▶ [Отрывок из источника]
Мы потом три года подряд довольно часто будем слышать этот вопль. Из подорванных танков, из горящих штабов, из разбитых вагонов будут бежать обезумевшие немцы и орать, как сегодня:

— Руссише, руссише, руссише партизан!!!

Пламя все разрастается: ребята из взвода Громенко подожгли склад горючего.

Тех немцев, что в горячке напоролись на КП, мы уложили всех до одного. А потом не выдержали и вслед за Попудренко пошли к центру боя, перенесли командный пункт на главную улицу. Здесь светло и оживленно. Горят автомобили. Прыгают с них немцы в горящей одежде. Бой затихает. Идем дальше, и вдруг я вижу: стоит на крыльце, в одном платье, вся освещенная пожаром девочка. Фу ты черт, да ведь это Галя. Она меня тоже узнала.

— Галя, — кричу я ей. — Уходи, давай прячься!

Она оборачивается ко мне и весело говорит:

— Так нимцив бильше нема — усе мертвяки.

Подбегает женщина:

— Идыть сюда, у мене в бане три нимця ховаются.

Но там уже все кончено. Наши ребята закидали баню гранатами. Стихают выстрелы. Я смотрю на часы — бой длится уже сорок минут.

Кричит Капранов, зовет народ на помощь. Надо собирать и грузить трофеи. Подбегает ко мне Новиков. Он узнал Галю.

— А ну, где твои красивые немцы с чемоданом?

▶ [Записанные данные]
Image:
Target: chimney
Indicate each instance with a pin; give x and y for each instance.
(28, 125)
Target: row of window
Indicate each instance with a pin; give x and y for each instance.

▶ [Задание] Сколько времени длится бой, когда рассказчик в отрывке о бое смотрит на часы? Для ответа используйте только отрывок.

▶ [Результат выполнения] Бой длится уже сорок минут.